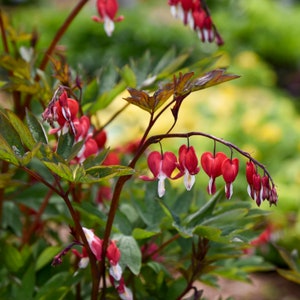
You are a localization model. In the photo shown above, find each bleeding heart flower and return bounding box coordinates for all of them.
[82,227,103,260]
[201,152,227,195]
[92,0,124,36]
[222,158,239,199]
[106,241,122,281]
[177,145,200,191]
[140,151,177,197]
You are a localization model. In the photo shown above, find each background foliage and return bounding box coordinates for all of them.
[0,0,300,299]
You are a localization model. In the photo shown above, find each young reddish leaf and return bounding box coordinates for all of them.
[124,88,154,113]
[174,72,194,96]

EXERCISE DETAILS:
Please format every line of the rows above as a Markdown table with the columns Number and Content, giving each line its own numbered entry, skipping blank lines, and leaving out the pictures.

CORRECT RESULT:
| Number | Content |
|---|---|
| 1 | You are a localization model. In the photo shown above, find each bleeding heart flower and return bounding box coordinates for all of them. |
| 2 | [82,227,103,260] |
| 3 | [201,152,227,195] |
| 4 | [92,0,124,36] |
| 5 | [222,158,239,199] |
| 6 | [106,241,122,281] |
| 7 | [177,145,200,191] |
| 8 | [140,151,177,197] |
| 9 | You are a localization model. In the photo shown above, find each background foliage and return bounding box coordinates for all of them. |
| 10 | [0,0,300,299] |
| 11 | You are a localization model. In the photo shown above, find each young reddish leaf and return bounding box coordinates for all of them. |
| 12 | [124,88,154,113] |
| 13 | [174,72,194,96] |